Selected extract >>
---*---
We reached out to Patrice to find out what this award means to her, as well as to learn how IPS has impacted her life.

What does the President’s Medallion award mean to you, Patrice?

I feel very humbled to receive this award and what means most to me about it is that I feel seen and appreciated as a valued member of the IPS community. To know that everyone here is supporting me and wants me to succeed has had a profound effect on my sense of belonging and my desire and ability to risk putting myself out there more. I’m learning that succeeding doesn’t mean I’m expected to do everything perfectly, but that my humanly often imperfect self is sufficient.

I understand you’re currently on a dual M.Div.-MAPC track here at IPS.  Can you tell us a little bit about what you were doing prior to enrolling at IPS?  How did you discern IPS to be your next step?

I was a holistic nurse at Cleveland Clinic working with a team of chaplains to provide complementary therapies and spiritual and emotional support for patients, their families, and the employees. I deeply connected with the chaplains and decided to study spiritual direction with their encouragement. At the same time, I was learning hypnotherapy and between the two programs of study I felt called to something more. Through the process of Ignatian discernment my spiritual director suggested I consider chaplaincy and recommended Loyola. I was very drawn to the dual degree at IPS because it encompassed all of my interests and that the focus was on pastoral presence rather than an intellectual approach to counseling was a key factor in my decision making.
---*---
Required action 1 >>
Answer each question from the interview with Patrice, one line per answer, marked the same way.
(a) What award is Patrice receiving?
(b) Where did she work as a holistic nurse?
(c) Which dual track is she on at IPS?
Required action 2 >>
In the interview with Patrice, she names the groups of people she supported as a holistic nurse. List all of them.
Required action 3 >>
Carry on the interview with Patrice from the point where it stops.

Information provided >>
---*---
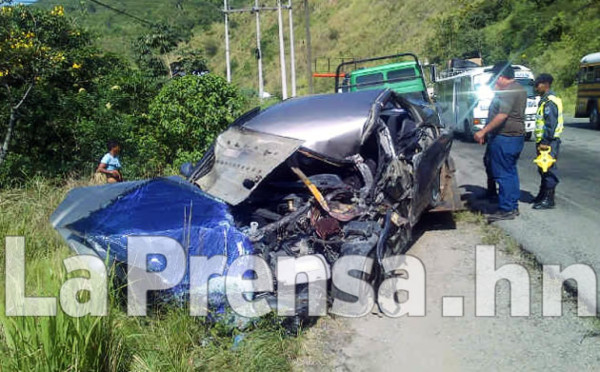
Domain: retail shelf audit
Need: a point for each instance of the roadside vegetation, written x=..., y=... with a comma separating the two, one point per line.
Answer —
x=76, y=75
---*---
Expected answer 1 >>
(a) The President's Medallion
(b) Cleveland Clinic
(c) The dual M.Div.-MAPC track

Expected answer 2 >>
Patients, their families, and the employees

Expected answer 3 >>
What has your IPS journey been like so far?

My favorite experience with IPS was the Rome study. It was as much a spiritual experience as it was educational and I am eager to return to Rome with IPS for a pilgrimage experience. I can’t imagine a better group to make a pilgrimage journey with and highly recommend including this opportunity in your studies, if possible.

I am so appreciative of my time at Loyola and realize how much Ignatian Spirituality and the IPS learning environment has helped me grow in awareness, acceptance, and empathy for myself and others. The administration, faculty, and students have all demonstrated a level of compassionate care and unconditional positive regard that makes Loyola stand out amongst all the other schools I’ve attended. I will hold in my heart many fond memories of all those who shared this particular journey with me.

How do you envision life unfolding after IPS?

This is still a work in progress. I will most likely be looking for either a post-graduate fellowship or a chaplain residency program that enables me to continue developing experience and skill in both chaplaincy and counseling. I believe I still have much to learn and yet I also have much to offer so, I feel it’s time now to put my experience to work in a meaningful way while continuing to build on the foundation Loyola provided.

How have you ensured balance in your holistic life, given your IPS commitments?  Can you share a personal spiritual practice that continues to restore and re-energize your mind, body, heart and spirit?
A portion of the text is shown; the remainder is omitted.